In the blog post below, condense the paragraph that opens with "December was also when my wife and I" into a shorter version that keeps its main facts.

Page -
+++

Monday, May 19, 2008

I: In Which the Dogs and I Adjust to our New Life

In August 2007, the company for which I've worked for 20 years underwent a big management change, the result of years of less-than-stellar financials under the supplanted managers. Soon, predictably, familiar faces started disappearing, creating a vibe like that Twilight Zone episode where the omnipotent kid keeps turning adults into monstrosities whenever they piss him off, and everyone has to pretend that everything is hunky dory. "Jeez, look what you did to the COO. Uh, that was good! Real good!!! Now wish him out to the field, quick."

By December, I too had been shown the door, or, if you prefer, wished out to the field.

December was also when my wife and I finally acknowledged that there was something fundamentally wrong with our marriage. We began marriage counseling, which led to a trial separation, which led to the realization that our marriage was over. We'll be divorced early next year.

The two events are not related, by the way. My wife didn't leave me because I was suddenly an only-nebulously employed writer. I tell you about my downsizing/layoff/shitcanning just to give you some idea of the state of uncertainty in which I now exist. I'm confident that I'll get another job at least as good as the last one, and soon enough.

Finding another wife, though, won't be so easy.

At the age of 47--which suddenly feels much, much older than it did just a few months ago--I am making the transition from married guy to reluctant bachelor. Call me RB. This blog is the story of my new paradigm.

+++

Picture annotation records
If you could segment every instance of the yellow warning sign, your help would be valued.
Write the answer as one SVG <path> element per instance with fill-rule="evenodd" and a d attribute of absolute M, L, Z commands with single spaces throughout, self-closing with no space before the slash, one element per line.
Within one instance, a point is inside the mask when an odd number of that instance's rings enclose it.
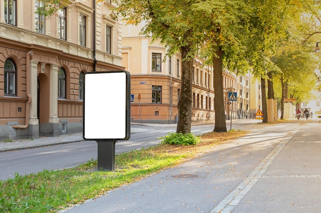
<path fill-rule="evenodd" d="M 257 110 L 257 111 L 256 112 L 256 114 L 255 114 L 256 116 L 263 116 L 263 114 L 262 113 L 262 112 L 261 111 L 260 109 L 258 109 L 258 110 Z"/>

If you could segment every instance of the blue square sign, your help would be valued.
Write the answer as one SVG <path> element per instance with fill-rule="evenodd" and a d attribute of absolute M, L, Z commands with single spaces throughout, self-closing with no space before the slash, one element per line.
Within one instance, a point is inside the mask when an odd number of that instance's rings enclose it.
<path fill-rule="evenodd" d="M 236 98 L 237 98 L 237 92 L 229 92 L 229 101 L 236 101 Z"/>

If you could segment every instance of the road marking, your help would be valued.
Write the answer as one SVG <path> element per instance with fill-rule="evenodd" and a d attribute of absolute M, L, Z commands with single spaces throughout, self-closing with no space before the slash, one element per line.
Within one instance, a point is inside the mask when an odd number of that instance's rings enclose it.
<path fill-rule="evenodd" d="M 225 199 L 212 209 L 210 213 L 230 213 L 256 182 L 262 177 L 275 157 L 300 128 L 300 127 L 298 127 L 292 131 L 283 140 L 279 143 L 249 175 L 248 178 L 245 178 Z"/>
<path fill-rule="evenodd" d="M 263 178 L 320 178 L 321 175 L 263 175 Z"/>

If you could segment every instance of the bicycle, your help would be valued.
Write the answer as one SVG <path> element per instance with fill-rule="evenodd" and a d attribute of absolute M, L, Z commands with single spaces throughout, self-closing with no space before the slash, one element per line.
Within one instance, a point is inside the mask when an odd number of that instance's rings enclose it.
<path fill-rule="evenodd" d="M 309 117 L 309 112 L 306 112 L 306 117 L 307 118 L 307 121 L 308 121 L 308 117 Z"/>

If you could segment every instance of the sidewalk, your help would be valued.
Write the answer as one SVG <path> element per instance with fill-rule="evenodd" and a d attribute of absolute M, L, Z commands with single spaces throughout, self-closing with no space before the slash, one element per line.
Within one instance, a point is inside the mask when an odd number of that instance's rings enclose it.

+++

The response - In December, my wife and I admitted that something was fundamentally wrong with our marriage. Counseling led to a trial separation and then to the realization that the marriage was over, and we'll be divorced early next year.